- **CONSIGNES ET EXIGENCES**: Transcrivez mot pour mot le passage de l’extrait sur Cromwell et les indépendants, reproduit plus bas, qui commence aux mots « Cromwell n’aimait pas » et s’arrête après « politiques des indépendants. ».

Cromwell n’aimait pas plus l’uniformité presbytérienne, que la hiérarchie épiscopale. Au lieu d’assurer le triomphe d’un des partis qui se disputaient la prépondérance, il travailla à asseoir sur leurs ruines un parti qui lui était dévoué par sympathie religieuse aussi bien que politique, et qui, bien qu’il n’ait jamais joué qu’un rôle éphémère, est digne cependant d’une attention sérieuse. Ce parti réclamait la piété intérieure de l’âme, sans exiger l’uniformité absolue du culte et de la croyance chez tous ses membres. Il voulait accorder la liberté de conscience aux anabaptistes eux-mêmes, affirmait l’égalité des droits politiques à côté de l’inégalité religieuse, il contraignit même le parlement à reconnaître les droits religieux et politiques des indépendants.
Le parlement proclama, il est vrai, en 1646, l’établissement en Angleterre d’une constitution presbytérienne mitigée, mais cette constitution n’entra jamais dans les faits, et échoua devant les résistances combinées du catholicisme, de l’épiscopat, des indépendants, et du parlement lui-même. Le pouvoir commençait[d] déjà à passer du côté de l’armée, qui réunit un parlement nouveau selon son cœur, et en grande partie composé de soldats et d’indépendants. L’histoire politique nous fait connaître les conséquences de cette nouvelle mesure, la captivité et le supplice de Charles Ier, le protectorat d’Olivier Cromwell (1653), et le désordre religieux porté à son comble. Le pouvoir extérieur et matériel appartenait dès lors au parti indépendant. Toutefois la réalité des faits ne répondait pas aux apparences ; le catholicisme comptait encore plus d’un partisan secret, l’épiscopat martyr avait des adhérents dans tous les comtés de l’Angleterre, le presbytérianisme écossais haïssait les indépendants plus cordialement encore que les papistes, et le parlement anglais, en s’arrogeant tout pouvoir sur l’Église, menaçait de l’assujettir à un joug plus pesant encore que celui de Laud.
[d] Voir l’Histoire de la Révolution d’Angleterre, par Guizot. Trois siècles de luttes en Écosse, par Merle d’Aubigné.

- **ENTRÉES FOURNIES**:
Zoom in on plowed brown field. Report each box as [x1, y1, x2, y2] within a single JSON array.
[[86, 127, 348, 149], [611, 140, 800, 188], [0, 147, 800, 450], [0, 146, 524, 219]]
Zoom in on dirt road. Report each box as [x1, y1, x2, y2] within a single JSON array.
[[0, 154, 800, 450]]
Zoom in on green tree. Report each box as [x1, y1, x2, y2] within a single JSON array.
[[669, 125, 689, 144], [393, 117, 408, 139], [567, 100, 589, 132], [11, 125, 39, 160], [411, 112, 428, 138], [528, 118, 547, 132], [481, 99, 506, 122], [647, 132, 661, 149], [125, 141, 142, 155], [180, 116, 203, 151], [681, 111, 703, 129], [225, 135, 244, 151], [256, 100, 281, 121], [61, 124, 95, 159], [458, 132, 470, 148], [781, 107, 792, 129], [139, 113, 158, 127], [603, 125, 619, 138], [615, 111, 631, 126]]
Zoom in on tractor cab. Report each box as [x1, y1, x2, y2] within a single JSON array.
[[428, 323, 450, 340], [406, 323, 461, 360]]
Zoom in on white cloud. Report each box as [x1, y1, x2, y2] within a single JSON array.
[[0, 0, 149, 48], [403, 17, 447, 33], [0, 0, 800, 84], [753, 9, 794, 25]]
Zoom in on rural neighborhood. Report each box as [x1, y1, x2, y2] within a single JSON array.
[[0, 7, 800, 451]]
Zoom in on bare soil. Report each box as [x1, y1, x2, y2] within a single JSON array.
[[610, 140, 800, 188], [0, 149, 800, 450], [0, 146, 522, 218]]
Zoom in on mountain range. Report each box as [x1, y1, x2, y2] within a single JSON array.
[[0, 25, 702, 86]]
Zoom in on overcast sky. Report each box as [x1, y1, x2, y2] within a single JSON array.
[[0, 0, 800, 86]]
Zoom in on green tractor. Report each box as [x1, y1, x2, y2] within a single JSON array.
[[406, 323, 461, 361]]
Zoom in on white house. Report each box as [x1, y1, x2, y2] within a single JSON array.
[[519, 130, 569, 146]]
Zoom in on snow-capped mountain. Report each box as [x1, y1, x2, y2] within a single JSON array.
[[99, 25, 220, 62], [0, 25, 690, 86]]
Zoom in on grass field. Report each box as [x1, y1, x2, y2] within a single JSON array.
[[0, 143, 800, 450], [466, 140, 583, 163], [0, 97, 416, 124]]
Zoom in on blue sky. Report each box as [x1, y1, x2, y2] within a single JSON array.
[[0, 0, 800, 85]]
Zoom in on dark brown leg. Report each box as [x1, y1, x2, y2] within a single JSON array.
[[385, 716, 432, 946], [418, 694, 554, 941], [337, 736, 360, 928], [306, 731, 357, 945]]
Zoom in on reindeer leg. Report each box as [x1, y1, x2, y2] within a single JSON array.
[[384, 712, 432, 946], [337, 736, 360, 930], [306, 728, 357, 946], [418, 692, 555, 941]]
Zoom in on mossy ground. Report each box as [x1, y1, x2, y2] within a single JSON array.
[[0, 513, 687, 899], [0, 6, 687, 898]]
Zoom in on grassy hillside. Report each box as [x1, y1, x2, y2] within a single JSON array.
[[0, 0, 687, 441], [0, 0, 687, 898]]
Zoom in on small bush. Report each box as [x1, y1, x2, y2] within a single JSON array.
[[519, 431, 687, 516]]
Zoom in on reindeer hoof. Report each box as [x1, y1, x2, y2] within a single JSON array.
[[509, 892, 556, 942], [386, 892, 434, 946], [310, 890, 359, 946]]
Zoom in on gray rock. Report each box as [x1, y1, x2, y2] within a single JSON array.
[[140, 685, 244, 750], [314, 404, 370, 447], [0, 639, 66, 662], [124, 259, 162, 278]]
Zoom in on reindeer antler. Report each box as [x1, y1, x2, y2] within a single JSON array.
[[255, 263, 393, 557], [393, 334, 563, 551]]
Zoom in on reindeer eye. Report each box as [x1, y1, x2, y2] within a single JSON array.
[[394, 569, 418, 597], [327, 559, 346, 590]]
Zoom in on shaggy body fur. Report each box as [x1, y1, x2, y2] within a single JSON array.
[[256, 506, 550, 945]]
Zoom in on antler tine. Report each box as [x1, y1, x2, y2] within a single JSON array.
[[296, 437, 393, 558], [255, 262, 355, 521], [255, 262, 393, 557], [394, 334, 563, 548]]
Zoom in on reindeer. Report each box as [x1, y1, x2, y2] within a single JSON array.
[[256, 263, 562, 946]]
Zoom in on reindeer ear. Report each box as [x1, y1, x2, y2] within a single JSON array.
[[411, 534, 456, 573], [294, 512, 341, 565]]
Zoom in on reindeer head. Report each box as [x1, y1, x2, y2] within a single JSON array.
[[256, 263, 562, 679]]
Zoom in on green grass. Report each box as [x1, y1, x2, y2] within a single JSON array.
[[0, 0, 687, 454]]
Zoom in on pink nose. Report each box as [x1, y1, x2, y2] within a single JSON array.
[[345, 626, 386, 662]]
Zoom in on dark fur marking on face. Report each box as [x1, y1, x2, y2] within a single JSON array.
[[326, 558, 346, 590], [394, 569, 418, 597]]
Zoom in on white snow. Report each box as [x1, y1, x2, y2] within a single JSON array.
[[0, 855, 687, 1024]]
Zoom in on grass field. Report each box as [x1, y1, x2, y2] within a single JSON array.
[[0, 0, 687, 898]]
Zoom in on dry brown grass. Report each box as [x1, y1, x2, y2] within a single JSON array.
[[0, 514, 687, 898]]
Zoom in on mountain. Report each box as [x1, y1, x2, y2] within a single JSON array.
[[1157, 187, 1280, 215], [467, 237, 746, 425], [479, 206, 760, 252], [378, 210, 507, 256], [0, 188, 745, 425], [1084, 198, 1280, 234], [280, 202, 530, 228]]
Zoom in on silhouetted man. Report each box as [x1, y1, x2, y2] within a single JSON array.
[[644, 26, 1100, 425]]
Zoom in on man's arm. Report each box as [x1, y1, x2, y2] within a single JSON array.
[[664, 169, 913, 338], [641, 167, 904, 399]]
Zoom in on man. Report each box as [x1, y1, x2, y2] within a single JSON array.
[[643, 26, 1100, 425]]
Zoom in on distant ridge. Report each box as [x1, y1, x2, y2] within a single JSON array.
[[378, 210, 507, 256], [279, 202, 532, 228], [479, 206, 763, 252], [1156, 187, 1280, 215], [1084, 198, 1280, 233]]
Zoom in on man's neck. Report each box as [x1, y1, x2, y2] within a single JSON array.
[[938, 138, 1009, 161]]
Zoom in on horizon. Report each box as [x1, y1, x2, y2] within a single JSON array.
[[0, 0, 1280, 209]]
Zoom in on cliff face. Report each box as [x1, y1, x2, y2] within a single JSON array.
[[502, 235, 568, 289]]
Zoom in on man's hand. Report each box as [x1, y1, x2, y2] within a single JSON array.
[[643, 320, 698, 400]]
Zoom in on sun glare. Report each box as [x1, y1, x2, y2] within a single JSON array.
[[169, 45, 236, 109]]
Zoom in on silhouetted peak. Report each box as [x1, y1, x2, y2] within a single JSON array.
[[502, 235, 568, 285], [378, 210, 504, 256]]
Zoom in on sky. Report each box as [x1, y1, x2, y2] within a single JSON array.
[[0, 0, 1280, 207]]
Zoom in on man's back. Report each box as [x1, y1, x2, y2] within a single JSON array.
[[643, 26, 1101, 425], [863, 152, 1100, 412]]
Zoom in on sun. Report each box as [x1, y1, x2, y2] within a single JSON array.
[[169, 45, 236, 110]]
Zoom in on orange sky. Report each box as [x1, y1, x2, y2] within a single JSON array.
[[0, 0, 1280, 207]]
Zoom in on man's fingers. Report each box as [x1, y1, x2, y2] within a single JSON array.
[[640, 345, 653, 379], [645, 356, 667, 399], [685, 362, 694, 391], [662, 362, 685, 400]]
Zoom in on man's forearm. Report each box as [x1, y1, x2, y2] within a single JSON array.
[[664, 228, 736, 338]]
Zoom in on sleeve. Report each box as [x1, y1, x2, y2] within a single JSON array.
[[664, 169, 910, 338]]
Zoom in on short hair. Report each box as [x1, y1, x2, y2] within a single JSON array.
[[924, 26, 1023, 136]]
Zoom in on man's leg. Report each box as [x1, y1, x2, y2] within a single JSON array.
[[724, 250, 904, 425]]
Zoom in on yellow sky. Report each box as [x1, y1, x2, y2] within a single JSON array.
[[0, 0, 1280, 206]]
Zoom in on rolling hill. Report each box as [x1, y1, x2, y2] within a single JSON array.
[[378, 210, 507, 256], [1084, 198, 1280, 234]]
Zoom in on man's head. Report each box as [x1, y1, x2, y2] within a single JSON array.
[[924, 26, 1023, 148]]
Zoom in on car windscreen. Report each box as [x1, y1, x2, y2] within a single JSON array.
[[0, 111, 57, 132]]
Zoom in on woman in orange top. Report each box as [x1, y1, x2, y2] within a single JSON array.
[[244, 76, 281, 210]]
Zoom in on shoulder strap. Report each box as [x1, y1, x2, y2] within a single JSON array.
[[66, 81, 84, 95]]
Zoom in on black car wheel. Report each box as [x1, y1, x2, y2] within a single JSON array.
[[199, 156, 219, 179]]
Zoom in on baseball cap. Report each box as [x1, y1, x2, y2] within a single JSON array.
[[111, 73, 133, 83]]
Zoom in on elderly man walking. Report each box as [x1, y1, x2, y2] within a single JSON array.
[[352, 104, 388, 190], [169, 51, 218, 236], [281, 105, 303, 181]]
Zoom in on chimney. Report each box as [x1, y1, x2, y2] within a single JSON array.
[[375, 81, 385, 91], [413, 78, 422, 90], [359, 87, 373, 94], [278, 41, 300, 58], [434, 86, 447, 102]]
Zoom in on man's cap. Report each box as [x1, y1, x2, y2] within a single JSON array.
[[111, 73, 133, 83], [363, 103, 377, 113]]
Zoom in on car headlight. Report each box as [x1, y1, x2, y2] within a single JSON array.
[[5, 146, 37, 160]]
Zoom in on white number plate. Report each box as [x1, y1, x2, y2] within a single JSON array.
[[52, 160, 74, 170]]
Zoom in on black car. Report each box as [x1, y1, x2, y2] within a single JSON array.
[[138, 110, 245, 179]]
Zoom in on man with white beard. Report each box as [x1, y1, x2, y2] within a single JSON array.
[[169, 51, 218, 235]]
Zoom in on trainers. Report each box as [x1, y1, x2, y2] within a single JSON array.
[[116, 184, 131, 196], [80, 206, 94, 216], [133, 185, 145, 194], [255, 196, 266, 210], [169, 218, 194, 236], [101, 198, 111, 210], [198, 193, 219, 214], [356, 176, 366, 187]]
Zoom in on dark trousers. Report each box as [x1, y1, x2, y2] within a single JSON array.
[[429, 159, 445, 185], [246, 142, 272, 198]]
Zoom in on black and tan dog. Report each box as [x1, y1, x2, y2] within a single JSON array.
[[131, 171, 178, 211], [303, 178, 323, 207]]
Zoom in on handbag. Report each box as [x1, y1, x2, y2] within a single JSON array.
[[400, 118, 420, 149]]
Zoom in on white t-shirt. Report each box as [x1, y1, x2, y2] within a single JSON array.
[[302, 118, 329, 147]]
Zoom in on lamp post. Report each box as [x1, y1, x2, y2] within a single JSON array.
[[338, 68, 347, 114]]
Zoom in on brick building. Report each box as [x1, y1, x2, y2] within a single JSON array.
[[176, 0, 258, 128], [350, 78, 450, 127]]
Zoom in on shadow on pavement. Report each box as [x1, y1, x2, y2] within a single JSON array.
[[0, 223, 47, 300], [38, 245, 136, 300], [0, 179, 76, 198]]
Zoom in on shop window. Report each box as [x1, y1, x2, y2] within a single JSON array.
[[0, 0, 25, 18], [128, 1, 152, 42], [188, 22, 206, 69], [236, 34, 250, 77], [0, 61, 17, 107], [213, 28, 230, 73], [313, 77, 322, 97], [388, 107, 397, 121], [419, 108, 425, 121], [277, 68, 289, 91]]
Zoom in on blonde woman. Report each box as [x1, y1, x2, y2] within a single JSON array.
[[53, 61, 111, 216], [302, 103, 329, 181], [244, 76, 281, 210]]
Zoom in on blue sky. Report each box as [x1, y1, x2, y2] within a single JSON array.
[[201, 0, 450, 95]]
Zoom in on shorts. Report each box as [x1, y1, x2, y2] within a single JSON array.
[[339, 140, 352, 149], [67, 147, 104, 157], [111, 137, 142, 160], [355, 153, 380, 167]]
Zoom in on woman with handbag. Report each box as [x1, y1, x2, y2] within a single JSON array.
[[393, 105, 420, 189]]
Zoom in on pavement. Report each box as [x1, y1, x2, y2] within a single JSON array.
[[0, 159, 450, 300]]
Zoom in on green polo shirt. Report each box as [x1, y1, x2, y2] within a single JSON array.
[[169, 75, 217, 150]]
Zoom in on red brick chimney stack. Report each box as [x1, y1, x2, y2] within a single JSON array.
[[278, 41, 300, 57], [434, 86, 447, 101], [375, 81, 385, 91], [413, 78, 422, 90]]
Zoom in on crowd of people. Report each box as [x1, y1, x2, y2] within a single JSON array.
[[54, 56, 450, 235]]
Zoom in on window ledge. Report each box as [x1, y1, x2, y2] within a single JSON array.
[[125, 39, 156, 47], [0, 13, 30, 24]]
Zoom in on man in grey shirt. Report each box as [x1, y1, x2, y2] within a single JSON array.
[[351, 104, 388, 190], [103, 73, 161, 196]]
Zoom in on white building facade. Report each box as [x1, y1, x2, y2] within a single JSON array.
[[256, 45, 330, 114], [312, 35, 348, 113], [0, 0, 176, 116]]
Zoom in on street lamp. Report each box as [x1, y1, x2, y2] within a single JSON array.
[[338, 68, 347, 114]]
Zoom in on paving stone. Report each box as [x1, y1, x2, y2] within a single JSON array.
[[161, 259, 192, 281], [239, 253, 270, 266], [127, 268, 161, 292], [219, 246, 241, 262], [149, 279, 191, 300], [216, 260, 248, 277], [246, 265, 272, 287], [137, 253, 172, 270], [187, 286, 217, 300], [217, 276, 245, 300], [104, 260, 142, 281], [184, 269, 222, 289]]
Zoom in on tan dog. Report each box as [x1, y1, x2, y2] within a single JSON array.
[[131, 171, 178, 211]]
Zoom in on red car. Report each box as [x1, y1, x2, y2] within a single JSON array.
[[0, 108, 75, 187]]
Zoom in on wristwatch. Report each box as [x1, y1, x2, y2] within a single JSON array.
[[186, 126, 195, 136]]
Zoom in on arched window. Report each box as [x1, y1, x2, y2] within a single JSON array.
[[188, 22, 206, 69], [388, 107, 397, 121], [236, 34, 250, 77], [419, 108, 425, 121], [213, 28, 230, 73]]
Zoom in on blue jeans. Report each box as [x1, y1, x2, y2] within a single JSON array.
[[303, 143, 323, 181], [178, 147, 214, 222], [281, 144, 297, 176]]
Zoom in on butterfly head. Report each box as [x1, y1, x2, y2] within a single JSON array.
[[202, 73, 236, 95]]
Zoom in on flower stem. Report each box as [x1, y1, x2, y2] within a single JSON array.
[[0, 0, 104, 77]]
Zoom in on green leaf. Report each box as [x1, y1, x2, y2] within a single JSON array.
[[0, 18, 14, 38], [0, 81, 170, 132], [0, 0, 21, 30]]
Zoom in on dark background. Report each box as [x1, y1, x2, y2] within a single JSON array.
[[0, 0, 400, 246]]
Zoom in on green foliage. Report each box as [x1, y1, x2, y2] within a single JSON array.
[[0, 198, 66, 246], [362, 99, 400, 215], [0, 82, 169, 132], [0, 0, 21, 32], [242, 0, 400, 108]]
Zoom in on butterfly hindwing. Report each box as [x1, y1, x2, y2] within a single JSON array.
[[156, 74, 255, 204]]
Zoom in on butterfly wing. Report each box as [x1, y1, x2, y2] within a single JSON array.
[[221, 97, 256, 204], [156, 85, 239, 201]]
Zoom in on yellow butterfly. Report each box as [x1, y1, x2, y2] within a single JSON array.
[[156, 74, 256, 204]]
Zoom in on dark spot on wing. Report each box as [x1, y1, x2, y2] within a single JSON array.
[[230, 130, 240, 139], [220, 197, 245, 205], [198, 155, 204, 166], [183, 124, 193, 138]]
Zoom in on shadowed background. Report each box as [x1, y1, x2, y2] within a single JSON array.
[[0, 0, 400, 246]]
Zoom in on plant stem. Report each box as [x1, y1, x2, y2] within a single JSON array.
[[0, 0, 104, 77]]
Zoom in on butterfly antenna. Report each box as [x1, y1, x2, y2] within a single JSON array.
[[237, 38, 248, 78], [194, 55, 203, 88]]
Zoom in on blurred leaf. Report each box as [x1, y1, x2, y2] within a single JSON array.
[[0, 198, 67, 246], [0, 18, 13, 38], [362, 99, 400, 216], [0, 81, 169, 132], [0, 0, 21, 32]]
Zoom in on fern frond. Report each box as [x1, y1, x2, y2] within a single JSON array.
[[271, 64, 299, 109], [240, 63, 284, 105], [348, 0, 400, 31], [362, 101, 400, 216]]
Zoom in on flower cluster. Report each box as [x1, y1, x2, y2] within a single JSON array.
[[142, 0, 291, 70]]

- **RÉPONSE À L’ÉNONCÉ**:
Cromwell n’aimait pas plus l’uniformité presbytérienne, que la hiérarchie épiscopale. Au lieu d’assurer le triomphe d’un des partis qui se disputaient la prépondérance, il travailla à asseoir sur leurs ruines un parti qui lui était dévoué par sympathie religieuse aussi bien que politique, et qui, bien qu’il n’ait jamais joué qu’un rôle éphémère, est digne cependant d’une attention sérieuse. Ce parti réclamait la piété intérieure de l’âme, sans exiger l’uniformité absolue du culte et de la croyance chez tous ses membres. Il voulait accorder la liberté de conscience aux anabaptistes eux-mêmes, affirmait l’égalité des droits politiques à côté de l’inégalité religieuse, il contraignit même le parlement à reconnaître les droits religieux et politiques des indépendants.